## Required work
Write out the rows below word for word, leaving out the pictures.

## Task inputs
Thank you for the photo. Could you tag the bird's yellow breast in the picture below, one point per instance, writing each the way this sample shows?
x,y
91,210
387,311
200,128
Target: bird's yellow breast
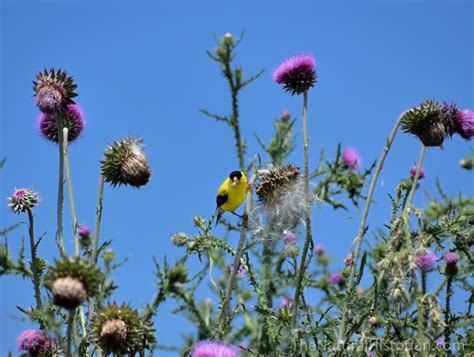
x,y
235,194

## Solution to the exercise
Thank you for the photo. Could you tag the bird's yellow breast in the picture below, one point per instance, writing each the way this sample shows?
x,y
91,210
387,311
200,128
Target: bird's yellow breast
x,y
235,194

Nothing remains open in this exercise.